--- PROVIDED DATA Enclosed Below ---
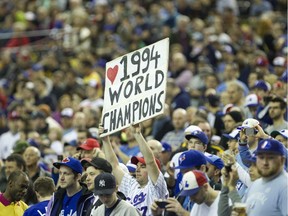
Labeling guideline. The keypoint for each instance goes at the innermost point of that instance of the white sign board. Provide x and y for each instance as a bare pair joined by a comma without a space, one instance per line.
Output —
135,87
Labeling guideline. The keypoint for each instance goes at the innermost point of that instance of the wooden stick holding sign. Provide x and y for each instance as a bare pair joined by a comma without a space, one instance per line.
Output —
135,87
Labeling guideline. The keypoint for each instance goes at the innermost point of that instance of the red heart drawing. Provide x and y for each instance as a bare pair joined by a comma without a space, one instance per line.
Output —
112,73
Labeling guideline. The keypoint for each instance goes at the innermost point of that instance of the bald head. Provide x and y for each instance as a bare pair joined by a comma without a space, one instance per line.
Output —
31,156
179,118
155,146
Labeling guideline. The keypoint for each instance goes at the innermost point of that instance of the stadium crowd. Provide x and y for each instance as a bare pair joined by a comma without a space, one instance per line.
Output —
220,145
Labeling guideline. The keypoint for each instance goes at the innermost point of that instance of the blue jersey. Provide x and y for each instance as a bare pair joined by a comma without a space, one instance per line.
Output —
38,209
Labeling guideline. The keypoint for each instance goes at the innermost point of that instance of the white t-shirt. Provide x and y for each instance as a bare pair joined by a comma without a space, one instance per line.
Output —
142,198
203,209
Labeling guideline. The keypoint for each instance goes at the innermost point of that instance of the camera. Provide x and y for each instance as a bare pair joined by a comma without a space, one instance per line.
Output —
228,168
162,203
60,157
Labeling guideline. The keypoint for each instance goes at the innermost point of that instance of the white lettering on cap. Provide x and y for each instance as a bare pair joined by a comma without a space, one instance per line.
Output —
102,183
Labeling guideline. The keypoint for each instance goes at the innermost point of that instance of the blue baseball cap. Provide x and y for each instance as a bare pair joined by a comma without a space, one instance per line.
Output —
253,158
270,146
199,135
192,182
283,133
214,160
261,84
70,162
190,159
233,135
131,167
166,147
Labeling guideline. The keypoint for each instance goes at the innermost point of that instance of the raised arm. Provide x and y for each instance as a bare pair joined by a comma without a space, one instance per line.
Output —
151,165
111,157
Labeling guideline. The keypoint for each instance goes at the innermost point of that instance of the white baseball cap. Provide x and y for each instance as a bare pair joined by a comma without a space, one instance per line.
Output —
251,100
249,123
283,133
192,128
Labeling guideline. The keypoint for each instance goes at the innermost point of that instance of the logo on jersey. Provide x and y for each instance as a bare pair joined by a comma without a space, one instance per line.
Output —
66,160
186,184
182,158
266,145
102,183
139,199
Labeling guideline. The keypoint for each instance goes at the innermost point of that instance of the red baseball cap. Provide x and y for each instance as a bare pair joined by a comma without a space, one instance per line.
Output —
135,160
89,144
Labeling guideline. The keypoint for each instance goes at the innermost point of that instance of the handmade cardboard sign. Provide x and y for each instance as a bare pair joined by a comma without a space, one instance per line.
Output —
135,87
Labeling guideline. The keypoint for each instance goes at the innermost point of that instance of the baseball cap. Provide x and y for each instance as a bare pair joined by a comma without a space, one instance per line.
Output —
67,112
92,83
214,160
71,143
253,158
227,108
261,84
249,123
192,181
131,167
233,135
37,115
166,147
191,158
20,146
191,128
279,61
98,163
199,135
14,115
284,77
105,184
136,159
283,132
70,162
89,144
262,61
235,115
270,146
251,100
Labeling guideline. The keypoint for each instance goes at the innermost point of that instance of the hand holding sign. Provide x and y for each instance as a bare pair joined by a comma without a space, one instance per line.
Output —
112,73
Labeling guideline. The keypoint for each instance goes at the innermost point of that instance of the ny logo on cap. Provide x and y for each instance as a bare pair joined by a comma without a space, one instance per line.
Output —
186,184
102,183
182,158
266,145
65,160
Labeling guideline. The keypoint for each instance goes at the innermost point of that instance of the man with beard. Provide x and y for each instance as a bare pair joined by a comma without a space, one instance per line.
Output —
277,109
268,195
10,200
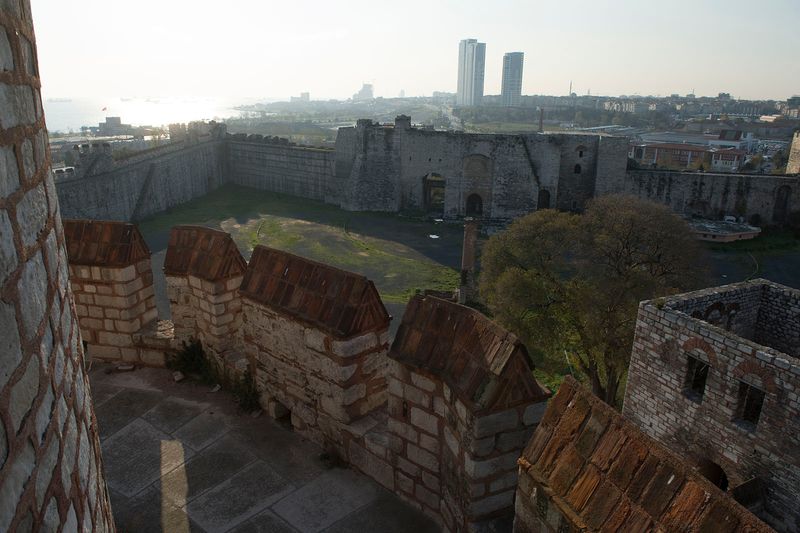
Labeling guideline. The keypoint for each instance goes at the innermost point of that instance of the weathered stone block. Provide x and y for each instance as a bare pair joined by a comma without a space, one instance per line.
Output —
355,345
495,423
489,467
425,421
423,458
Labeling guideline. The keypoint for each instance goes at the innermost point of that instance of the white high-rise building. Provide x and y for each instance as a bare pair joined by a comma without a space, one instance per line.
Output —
471,63
512,78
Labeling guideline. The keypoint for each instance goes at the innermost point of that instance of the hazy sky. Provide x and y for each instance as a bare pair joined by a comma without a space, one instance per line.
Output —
265,48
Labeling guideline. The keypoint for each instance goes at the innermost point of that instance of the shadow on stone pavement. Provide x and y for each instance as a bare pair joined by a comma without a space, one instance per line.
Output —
180,458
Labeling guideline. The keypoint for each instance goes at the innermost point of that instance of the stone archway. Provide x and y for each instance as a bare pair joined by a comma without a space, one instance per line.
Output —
433,187
713,472
474,207
780,211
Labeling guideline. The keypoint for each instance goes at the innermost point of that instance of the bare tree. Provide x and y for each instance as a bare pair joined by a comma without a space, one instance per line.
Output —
571,284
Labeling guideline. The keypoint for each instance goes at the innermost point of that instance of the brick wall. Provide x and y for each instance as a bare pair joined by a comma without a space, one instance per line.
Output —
457,465
113,306
322,381
793,165
51,473
211,312
709,427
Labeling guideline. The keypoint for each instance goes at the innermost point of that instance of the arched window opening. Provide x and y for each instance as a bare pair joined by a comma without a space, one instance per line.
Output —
713,472
474,205
433,186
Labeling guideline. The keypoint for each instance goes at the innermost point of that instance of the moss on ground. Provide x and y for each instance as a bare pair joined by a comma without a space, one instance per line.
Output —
396,253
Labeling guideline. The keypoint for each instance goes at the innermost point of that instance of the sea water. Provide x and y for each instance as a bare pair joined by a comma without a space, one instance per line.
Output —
65,114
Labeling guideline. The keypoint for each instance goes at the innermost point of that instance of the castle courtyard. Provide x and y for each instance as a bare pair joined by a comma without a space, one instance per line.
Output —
179,458
400,254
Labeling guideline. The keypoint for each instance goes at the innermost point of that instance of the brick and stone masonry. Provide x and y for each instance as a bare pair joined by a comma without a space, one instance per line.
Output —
204,269
588,469
715,376
462,405
112,283
51,471
316,337
793,165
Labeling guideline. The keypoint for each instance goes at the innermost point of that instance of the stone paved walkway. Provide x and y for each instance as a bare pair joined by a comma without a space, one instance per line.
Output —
180,458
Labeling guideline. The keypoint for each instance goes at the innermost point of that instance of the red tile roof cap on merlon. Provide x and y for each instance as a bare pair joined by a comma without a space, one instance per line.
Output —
485,365
104,243
342,303
606,474
204,253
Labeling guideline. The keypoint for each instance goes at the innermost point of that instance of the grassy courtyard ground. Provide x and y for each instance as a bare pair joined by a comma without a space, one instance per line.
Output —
396,253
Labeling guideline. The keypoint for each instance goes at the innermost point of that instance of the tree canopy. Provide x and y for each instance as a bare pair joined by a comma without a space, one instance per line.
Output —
570,285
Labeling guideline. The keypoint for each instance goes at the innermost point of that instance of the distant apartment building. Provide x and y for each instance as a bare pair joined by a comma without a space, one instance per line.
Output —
637,108
511,91
727,160
471,65
113,126
675,156
735,139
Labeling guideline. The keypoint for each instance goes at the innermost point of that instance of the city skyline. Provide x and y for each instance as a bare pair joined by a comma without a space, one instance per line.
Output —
120,49
511,89
471,72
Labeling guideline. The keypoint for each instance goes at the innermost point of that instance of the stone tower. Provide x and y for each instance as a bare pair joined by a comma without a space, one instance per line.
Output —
52,473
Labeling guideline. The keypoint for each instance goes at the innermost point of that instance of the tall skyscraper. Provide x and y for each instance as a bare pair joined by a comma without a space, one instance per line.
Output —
512,78
471,63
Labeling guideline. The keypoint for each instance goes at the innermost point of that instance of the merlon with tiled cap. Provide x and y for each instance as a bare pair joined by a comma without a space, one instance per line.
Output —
--- End of Enclosed PROVIDED DATA ---
◆ WORK TASK ◆
Your answer must be the lines above from the one containing "the white baseball" to the one containing "of the baseball", both included, restated word for word.

◆ SOLUTION TO THIS EXERCISE ◆
Labeling guideline. The keypoint for each instance goes at the innermost point of that instance of the white baseball cap. Provide x and y for each instance as a bare pair joined by a comma without a space, one instance per line.
Output —
251,100
249,123
283,133
192,128
Labeling guideline. The keypoint for each instance goes at the innermost point of that instance of the logo on jersey. Provide x and y for each instance as a bare pair joined by a comma without a space, one instance per line.
Output —
66,160
186,184
182,158
266,145
102,183
139,199
Labeling guideline. The keypoint for each instance goes at the innermost point of that instance of the red baseball cap. Provide x and y for each instance as a bare pair joined by a comma without a space, one instance per line.
Output —
135,160
89,144
Labeling guideline. The keypoint for each instance goes at the innermost point of that instance of the handmade cardboard sign. Provide x and y for each instance as a bare pair joined by a comma without a space, one instance per line.
Output —
135,87
Labeling guideline. The keypoint for each instance goes at the innermost point of that instance of the baseball cap. Provide x and y for each instance as a bare pair joined by a comma without a space, one instance per line.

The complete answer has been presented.